Task description =
Each line from the one that contains "Where can the gray pavement" to the end of the material must be set down exactly, and no line before it.

***

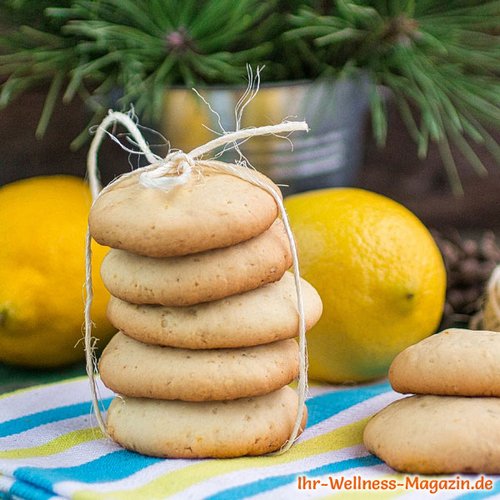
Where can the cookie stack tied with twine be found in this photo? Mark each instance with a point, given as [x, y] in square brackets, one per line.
[452, 422]
[206, 308]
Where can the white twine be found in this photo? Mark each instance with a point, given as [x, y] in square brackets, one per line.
[165, 174]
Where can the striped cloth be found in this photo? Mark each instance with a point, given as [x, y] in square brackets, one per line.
[51, 449]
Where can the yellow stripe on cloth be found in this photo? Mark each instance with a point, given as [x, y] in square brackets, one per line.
[179, 480]
[55, 446]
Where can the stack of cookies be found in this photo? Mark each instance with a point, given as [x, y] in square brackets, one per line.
[207, 316]
[452, 423]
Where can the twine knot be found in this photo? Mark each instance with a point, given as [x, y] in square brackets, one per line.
[174, 170]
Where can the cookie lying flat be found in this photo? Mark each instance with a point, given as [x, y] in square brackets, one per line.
[229, 322]
[453, 362]
[132, 368]
[191, 279]
[437, 435]
[212, 210]
[178, 429]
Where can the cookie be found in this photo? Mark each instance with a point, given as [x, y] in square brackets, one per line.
[454, 362]
[229, 322]
[437, 435]
[202, 277]
[135, 369]
[179, 429]
[213, 209]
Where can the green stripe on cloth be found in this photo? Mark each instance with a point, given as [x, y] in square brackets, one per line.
[55, 446]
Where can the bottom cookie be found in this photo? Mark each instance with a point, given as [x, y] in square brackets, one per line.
[437, 435]
[217, 429]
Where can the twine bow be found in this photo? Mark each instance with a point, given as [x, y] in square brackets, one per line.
[165, 174]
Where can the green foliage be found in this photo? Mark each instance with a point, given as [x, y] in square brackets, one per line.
[439, 59]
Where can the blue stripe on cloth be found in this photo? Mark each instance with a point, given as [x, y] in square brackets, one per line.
[326, 405]
[111, 467]
[120, 464]
[28, 491]
[271, 483]
[25, 423]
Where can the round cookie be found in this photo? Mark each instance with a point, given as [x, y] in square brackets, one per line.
[202, 277]
[214, 209]
[437, 435]
[179, 429]
[135, 369]
[229, 322]
[454, 362]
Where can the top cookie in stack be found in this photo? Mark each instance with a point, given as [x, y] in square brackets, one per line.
[198, 281]
[213, 209]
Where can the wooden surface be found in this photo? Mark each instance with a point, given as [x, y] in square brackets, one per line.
[394, 171]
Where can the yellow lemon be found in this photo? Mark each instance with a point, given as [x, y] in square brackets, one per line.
[380, 276]
[43, 223]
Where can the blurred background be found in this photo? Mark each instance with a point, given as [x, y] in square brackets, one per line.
[402, 98]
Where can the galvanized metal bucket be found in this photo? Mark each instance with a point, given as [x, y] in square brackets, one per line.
[329, 155]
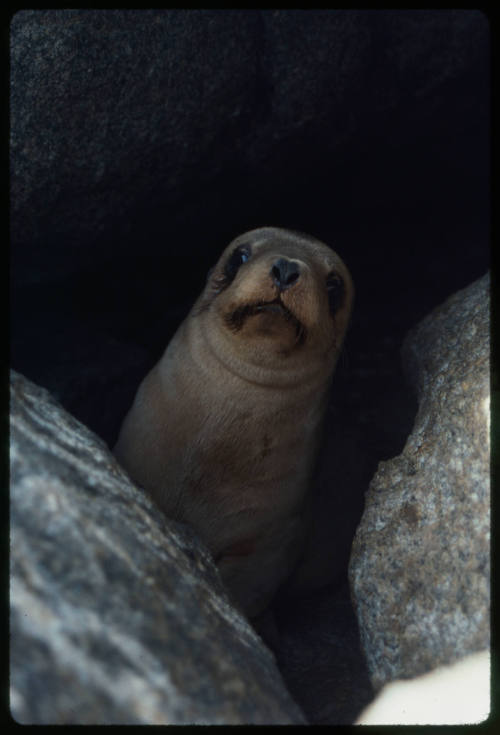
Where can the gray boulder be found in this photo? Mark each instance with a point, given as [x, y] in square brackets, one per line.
[121, 117]
[420, 562]
[118, 615]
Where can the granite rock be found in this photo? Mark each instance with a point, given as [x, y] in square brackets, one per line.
[120, 117]
[118, 616]
[420, 562]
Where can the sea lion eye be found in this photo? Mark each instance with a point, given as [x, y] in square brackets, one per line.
[239, 256]
[336, 290]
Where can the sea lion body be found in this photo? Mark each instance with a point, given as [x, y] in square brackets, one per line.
[224, 430]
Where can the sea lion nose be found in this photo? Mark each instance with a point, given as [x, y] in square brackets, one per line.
[284, 273]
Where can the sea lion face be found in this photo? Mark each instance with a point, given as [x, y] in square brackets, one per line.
[280, 292]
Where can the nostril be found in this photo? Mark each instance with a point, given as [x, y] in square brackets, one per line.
[284, 273]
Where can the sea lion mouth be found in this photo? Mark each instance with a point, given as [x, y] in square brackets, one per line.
[238, 317]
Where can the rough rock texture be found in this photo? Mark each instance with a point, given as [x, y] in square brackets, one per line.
[117, 616]
[419, 569]
[120, 118]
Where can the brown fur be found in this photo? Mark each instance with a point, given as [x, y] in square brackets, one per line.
[224, 430]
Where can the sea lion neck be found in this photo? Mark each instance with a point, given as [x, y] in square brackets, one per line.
[264, 366]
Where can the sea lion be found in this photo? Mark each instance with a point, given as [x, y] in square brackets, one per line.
[224, 430]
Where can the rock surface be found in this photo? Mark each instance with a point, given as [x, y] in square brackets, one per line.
[450, 695]
[121, 118]
[420, 563]
[117, 615]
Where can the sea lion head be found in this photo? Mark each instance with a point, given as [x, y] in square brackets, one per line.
[279, 295]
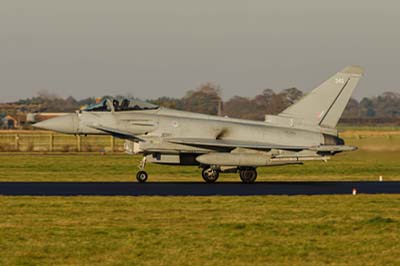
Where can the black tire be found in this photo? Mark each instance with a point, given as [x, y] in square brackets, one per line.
[141, 176]
[210, 175]
[248, 176]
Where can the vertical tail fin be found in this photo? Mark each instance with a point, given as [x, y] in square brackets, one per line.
[324, 105]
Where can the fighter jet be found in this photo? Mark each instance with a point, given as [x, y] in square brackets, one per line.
[304, 131]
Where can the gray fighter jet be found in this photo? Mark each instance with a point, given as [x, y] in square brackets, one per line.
[304, 131]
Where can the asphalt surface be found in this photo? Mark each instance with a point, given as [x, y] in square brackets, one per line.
[194, 189]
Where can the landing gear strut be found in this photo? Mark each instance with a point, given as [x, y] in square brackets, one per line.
[142, 176]
[210, 175]
[248, 175]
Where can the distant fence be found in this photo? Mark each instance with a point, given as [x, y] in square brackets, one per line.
[36, 141]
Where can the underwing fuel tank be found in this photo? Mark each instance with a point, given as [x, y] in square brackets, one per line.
[234, 159]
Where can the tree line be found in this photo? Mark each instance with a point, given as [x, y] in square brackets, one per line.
[382, 109]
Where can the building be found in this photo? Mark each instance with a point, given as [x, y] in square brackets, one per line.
[9, 122]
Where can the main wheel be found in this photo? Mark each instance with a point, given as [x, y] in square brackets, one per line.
[141, 176]
[248, 176]
[210, 175]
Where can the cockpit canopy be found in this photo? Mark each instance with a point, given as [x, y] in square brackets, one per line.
[107, 105]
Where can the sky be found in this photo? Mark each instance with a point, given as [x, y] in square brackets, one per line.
[151, 48]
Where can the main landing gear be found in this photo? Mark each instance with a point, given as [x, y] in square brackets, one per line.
[142, 176]
[248, 175]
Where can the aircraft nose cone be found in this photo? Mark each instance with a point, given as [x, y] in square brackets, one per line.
[65, 124]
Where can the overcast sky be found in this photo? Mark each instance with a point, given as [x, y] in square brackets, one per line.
[163, 48]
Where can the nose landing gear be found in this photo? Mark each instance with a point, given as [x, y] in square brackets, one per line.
[210, 175]
[142, 176]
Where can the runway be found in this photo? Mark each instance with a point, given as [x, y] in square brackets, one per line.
[194, 189]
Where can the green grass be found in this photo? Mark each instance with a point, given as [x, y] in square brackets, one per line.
[340, 230]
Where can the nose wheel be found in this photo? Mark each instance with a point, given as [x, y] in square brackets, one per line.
[210, 175]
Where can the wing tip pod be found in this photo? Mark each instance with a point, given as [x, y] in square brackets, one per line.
[354, 70]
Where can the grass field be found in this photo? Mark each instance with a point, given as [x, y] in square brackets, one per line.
[270, 230]
[339, 230]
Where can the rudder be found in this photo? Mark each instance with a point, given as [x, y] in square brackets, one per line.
[324, 105]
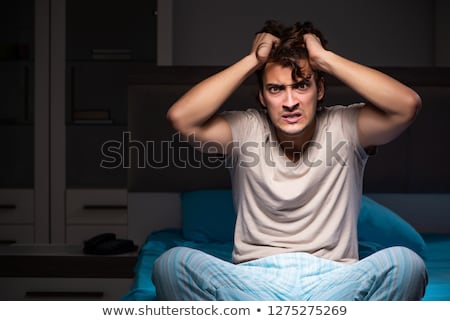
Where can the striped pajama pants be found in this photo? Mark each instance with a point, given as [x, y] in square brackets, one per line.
[395, 273]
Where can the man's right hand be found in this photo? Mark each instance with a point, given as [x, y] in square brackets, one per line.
[262, 46]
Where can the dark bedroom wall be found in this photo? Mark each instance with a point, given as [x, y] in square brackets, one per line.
[380, 33]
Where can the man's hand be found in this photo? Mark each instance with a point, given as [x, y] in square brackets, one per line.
[262, 46]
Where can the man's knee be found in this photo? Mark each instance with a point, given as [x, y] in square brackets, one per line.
[411, 272]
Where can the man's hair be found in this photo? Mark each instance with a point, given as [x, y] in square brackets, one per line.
[291, 47]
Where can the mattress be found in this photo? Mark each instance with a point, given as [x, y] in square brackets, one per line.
[143, 289]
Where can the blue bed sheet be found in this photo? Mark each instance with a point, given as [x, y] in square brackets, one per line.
[437, 260]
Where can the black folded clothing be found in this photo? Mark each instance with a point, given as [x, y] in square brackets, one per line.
[108, 244]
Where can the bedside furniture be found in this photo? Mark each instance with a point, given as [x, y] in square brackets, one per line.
[62, 272]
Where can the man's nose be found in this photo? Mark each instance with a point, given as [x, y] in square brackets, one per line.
[290, 101]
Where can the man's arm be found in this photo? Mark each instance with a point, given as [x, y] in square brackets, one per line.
[392, 106]
[193, 115]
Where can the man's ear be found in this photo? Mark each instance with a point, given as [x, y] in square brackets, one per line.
[320, 89]
[262, 100]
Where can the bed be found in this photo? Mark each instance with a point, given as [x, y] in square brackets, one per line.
[407, 183]
[212, 232]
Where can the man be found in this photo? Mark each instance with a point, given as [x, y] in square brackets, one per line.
[295, 236]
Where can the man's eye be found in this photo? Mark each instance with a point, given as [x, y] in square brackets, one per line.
[275, 89]
[301, 85]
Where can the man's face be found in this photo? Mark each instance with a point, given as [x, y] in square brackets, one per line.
[291, 105]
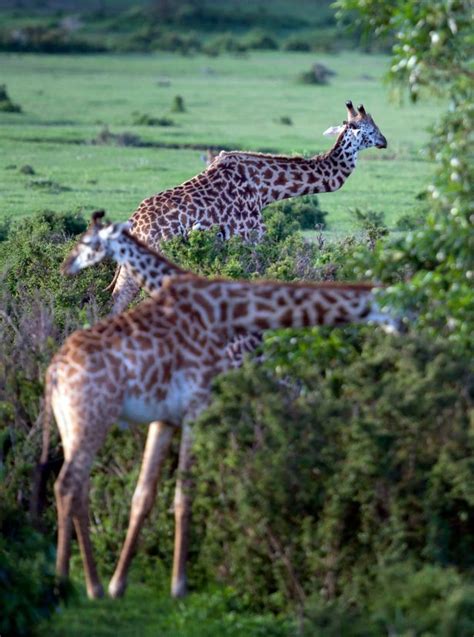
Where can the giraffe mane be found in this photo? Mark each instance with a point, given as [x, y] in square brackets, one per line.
[155, 253]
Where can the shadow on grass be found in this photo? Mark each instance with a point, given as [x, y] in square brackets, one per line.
[148, 612]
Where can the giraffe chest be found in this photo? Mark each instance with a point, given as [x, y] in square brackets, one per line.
[169, 404]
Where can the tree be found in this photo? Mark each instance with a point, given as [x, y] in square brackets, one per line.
[432, 53]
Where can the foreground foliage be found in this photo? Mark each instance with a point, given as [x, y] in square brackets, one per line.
[347, 455]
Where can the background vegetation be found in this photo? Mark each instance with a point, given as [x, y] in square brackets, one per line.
[333, 482]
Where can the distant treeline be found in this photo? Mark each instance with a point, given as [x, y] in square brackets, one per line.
[183, 27]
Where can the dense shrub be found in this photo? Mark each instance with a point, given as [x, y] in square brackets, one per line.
[333, 461]
[143, 119]
[46, 39]
[259, 40]
[431, 53]
[28, 592]
[6, 104]
[305, 210]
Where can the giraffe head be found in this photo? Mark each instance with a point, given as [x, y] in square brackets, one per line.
[94, 244]
[364, 132]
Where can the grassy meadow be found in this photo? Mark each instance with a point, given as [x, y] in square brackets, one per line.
[231, 102]
[77, 145]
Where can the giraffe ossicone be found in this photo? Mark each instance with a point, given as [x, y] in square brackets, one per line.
[232, 191]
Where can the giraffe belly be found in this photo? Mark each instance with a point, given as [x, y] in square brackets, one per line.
[172, 408]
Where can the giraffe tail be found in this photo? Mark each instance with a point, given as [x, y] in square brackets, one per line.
[42, 470]
[114, 280]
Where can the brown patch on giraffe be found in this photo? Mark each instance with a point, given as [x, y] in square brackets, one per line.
[201, 301]
[262, 323]
[281, 180]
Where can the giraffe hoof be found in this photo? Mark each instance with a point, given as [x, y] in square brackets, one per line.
[95, 591]
[179, 589]
[117, 588]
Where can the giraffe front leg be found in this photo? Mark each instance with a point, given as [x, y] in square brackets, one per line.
[72, 494]
[81, 524]
[182, 511]
[156, 450]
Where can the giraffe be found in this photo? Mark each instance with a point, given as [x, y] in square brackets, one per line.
[154, 365]
[236, 186]
[147, 267]
[209, 157]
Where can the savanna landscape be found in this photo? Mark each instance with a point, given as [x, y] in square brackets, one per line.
[333, 476]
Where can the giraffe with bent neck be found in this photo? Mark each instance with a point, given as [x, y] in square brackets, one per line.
[147, 267]
[236, 186]
[154, 364]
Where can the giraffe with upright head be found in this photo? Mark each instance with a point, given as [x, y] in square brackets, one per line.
[236, 186]
[154, 364]
[147, 267]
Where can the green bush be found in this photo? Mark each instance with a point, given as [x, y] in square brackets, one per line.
[28, 592]
[305, 210]
[46, 39]
[334, 461]
[143, 119]
[259, 40]
[177, 105]
[6, 105]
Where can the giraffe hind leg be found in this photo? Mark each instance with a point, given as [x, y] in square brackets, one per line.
[156, 451]
[71, 490]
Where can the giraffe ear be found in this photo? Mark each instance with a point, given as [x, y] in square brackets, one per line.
[333, 131]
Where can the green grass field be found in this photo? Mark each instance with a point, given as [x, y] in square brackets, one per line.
[235, 102]
[146, 612]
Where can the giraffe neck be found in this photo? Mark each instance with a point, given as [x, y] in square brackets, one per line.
[238, 306]
[147, 267]
[280, 177]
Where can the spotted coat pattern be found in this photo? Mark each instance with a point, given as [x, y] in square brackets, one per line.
[236, 186]
[154, 364]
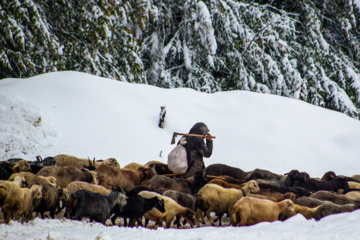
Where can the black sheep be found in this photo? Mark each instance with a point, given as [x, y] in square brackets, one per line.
[222, 169]
[317, 185]
[50, 200]
[96, 206]
[136, 207]
[187, 200]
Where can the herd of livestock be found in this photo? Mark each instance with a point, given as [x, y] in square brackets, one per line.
[78, 188]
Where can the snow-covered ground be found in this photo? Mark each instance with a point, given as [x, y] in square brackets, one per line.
[88, 116]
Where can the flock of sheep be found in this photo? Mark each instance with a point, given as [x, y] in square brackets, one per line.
[101, 190]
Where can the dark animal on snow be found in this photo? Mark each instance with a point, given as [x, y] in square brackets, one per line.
[187, 200]
[332, 208]
[96, 206]
[225, 184]
[317, 185]
[49, 201]
[330, 175]
[136, 207]
[172, 209]
[163, 183]
[66, 175]
[309, 202]
[296, 190]
[223, 169]
[332, 197]
[288, 180]
[264, 174]
[5, 170]
[160, 169]
[18, 203]
[127, 179]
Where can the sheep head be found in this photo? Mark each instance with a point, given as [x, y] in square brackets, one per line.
[252, 187]
[21, 166]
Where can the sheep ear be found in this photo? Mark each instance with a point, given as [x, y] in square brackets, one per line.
[190, 179]
[39, 158]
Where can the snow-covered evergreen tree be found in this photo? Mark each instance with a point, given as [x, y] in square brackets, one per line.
[307, 49]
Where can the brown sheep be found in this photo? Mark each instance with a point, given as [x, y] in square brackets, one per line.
[19, 203]
[63, 160]
[332, 197]
[220, 200]
[249, 211]
[125, 178]
[66, 175]
[309, 202]
[134, 166]
[356, 176]
[31, 177]
[307, 212]
[274, 197]
[354, 185]
[73, 187]
[172, 209]
[332, 208]
[354, 195]
[225, 184]
[21, 166]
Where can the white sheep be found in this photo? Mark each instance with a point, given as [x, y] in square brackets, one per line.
[250, 210]
[220, 200]
[172, 209]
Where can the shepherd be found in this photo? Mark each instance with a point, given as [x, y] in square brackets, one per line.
[197, 149]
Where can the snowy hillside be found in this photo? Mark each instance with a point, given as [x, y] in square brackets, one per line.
[88, 116]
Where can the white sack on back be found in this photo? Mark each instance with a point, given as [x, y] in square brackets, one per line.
[177, 158]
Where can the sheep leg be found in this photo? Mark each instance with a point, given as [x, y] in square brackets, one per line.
[207, 213]
[219, 217]
[132, 222]
[139, 221]
[177, 221]
[113, 219]
[146, 222]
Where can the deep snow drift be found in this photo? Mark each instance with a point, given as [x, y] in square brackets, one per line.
[88, 116]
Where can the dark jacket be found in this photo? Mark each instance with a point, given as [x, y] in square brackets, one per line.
[197, 149]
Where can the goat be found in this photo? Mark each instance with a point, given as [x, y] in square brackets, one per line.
[317, 185]
[223, 169]
[288, 179]
[187, 200]
[136, 207]
[163, 183]
[309, 202]
[275, 197]
[307, 212]
[330, 175]
[332, 208]
[31, 177]
[19, 203]
[134, 166]
[96, 206]
[68, 174]
[249, 211]
[68, 160]
[73, 187]
[220, 200]
[299, 191]
[264, 174]
[332, 197]
[172, 209]
[225, 184]
[21, 166]
[49, 201]
[127, 179]
[5, 170]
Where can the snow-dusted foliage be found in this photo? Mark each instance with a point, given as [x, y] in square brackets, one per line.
[307, 50]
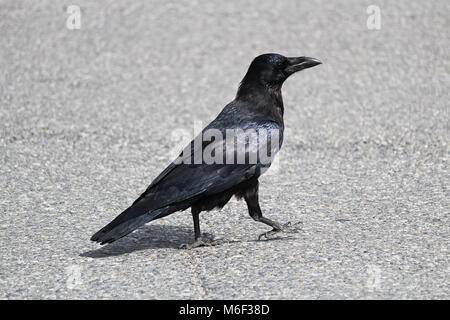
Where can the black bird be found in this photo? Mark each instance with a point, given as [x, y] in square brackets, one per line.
[202, 185]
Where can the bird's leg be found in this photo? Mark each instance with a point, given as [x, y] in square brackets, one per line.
[251, 198]
[199, 242]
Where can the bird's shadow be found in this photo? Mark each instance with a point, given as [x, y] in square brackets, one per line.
[157, 237]
[146, 237]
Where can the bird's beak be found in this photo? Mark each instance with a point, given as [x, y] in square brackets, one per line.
[300, 63]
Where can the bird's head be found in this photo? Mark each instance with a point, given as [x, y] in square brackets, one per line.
[271, 69]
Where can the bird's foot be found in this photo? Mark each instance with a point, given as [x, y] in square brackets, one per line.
[287, 228]
[199, 243]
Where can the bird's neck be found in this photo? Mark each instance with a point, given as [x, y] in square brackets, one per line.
[267, 100]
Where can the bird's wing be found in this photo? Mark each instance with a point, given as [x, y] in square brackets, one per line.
[182, 181]
[180, 184]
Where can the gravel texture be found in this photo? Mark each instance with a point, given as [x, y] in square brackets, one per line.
[89, 117]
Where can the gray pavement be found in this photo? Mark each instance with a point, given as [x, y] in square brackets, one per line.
[86, 123]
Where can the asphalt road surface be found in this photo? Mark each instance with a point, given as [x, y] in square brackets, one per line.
[87, 117]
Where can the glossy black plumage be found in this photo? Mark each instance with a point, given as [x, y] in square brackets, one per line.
[258, 105]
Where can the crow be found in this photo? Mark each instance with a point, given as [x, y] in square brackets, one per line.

***

Problem solution =
Where can the gray pavement be found in this photo? Mark each instance with a point, given as [x, y] in square brackets, one per line.
[86, 123]
Where can the asphalt road surface be found in this photo? Mark each instance with a point, given as [x, y] in square brackets, one per line.
[87, 117]
Where can the glossy black plumage be found in this photo? Mark each instance with a point, given as [x, y] in square brackets, one per line.
[258, 105]
Where can the crow be found in this photo? Mark each instance with a point, given as [x, y] in square brackets, one per line.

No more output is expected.